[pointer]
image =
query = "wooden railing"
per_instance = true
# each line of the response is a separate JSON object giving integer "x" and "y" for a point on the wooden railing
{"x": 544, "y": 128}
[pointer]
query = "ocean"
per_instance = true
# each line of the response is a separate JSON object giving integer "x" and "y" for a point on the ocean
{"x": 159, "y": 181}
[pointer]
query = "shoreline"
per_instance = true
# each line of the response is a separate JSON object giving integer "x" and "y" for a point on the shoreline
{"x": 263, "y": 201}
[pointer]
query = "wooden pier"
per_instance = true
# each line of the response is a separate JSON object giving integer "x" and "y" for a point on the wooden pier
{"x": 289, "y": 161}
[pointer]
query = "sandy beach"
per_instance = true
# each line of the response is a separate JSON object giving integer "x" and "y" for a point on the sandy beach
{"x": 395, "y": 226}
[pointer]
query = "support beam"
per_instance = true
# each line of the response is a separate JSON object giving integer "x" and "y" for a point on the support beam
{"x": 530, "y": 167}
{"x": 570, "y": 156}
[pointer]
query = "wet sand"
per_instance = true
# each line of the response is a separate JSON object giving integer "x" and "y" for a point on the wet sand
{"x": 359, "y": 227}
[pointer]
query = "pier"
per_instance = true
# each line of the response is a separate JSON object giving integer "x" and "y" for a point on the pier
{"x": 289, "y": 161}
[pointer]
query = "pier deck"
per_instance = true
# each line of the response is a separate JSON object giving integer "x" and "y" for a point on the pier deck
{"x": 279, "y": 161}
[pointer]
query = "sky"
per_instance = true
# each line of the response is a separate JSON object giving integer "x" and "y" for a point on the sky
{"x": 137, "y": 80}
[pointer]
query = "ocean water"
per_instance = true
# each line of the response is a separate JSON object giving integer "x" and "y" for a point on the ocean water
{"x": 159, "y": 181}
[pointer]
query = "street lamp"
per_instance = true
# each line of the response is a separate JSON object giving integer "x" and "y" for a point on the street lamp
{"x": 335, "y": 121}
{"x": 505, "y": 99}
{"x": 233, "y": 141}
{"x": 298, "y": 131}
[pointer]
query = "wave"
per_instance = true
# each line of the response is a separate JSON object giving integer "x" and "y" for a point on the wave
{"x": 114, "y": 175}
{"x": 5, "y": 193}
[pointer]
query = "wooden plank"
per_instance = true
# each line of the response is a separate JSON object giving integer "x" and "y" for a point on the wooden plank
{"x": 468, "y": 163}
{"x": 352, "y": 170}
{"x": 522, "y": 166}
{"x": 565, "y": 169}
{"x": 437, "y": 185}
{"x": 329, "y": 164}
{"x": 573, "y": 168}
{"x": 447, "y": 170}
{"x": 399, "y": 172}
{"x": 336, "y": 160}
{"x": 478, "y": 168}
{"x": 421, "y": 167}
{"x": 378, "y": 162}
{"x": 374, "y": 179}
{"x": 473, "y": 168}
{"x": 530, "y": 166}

————

Every entry in the listing must be retyped exactly.

# [Answer to the exercise]
[pointer]
image =
query = "wooden railing"
per_instance = true
# each line of the response is a separate JSON object giving integer "x" and "y" for a point on the wooden railing
{"x": 544, "y": 128}
[pointer]
query = "ocean"
per_instance = true
# each line of the response is a separate JSON object giving integer "x" and "y" for a point on the ocean
{"x": 159, "y": 181}
[pointer]
query = "shoreline"
per_instance = true
# each line of the response is a separate JSON object giving integer "x" and "y" for a point on the shoreline
{"x": 263, "y": 201}
[pointer]
query = "wooden pier"
per_instance = true
# each line of the response is a separate JSON object giving integer "x" and "y" for a point on the wooden pier
{"x": 289, "y": 161}
[pointer]
query = "sandy beach"
per_instance = true
# each line of the response is a separate JSON object giving integer "x" and "y" for a point on the sandy beach
{"x": 395, "y": 226}
[pointer]
query = "support beam"
per_instance = true
# each line of the response is a separate JSON object giving integer "x" and "y" for a point on the support beam
{"x": 530, "y": 167}
{"x": 570, "y": 156}
[pointer]
query = "wet sand"
per_instance = true
# each line of the response is a separate JSON object giving integer "x" and "y" for a point on the wet sand
{"x": 359, "y": 227}
[pointer]
query = "pier"
per_instance = true
# each line of the response is a separate JSON object giving integer "x" and "y" for a point on the pier
{"x": 289, "y": 161}
[pointer]
query = "pier deck"
per_instance = true
# each line of the response is a separate JSON object giving integer "x" and "y" for a point on the pier deck
{"x": 279, "y": 161}
[pointer]
query = "sky"
per_instance = true
# each line of the response is a separate JSON object giving integer "x" and "y" for a point on the sky
{"x": 137, "y": 80}
[pointer]
query = "ocean water"
per_instance = true
# each line of the response is a separate JSON object giving integer "x" and "y" for a point on the ocean water
{"x": 159, "y": 181}
[pointer]
query = "street lamp"
per_instance = true
# each line of the response is a separate JSON object giving integer "x" and "y" for a point on the street lamp
{"x": 335, "y": 121}
{"x": 505, "y": 99}
{"x": 233, "y": 141}
{"x": 298, "y": 131}
[pointer]
query = "wave"
per_instance = true
# each line of the response is a separate JSON object giving integer "x" and "y" for a point on the wave
{"x": 114, "y": 175}
{"x": 5, "y": 193}
[pointer]
query = "wooden plank"
per_instance = true
# each line of the response is a separate JSON object giving integer "x" and "y" for a point on the wooden plank
{"x": 468, "y": 163}
{"x": 352, "y": 170}
{"x": 522, "y": 166}
{"x": 565, "y": 169}
{"x": 437, "y": 185}
{"x": 329, "y": 164}
{"x": 573, "y": 168}
{"x": 447, "y": 170}
{"x": 399, "y": 172}
{"x": 336, "y": 160}
{"x": 478, "y": 168}
{"x": 421, "y": 167}
{"x": 378, "y": 162}
{"x": 374, "y": 179}
{"x": 473, "y": 168}
{"x": 530, "y": 166}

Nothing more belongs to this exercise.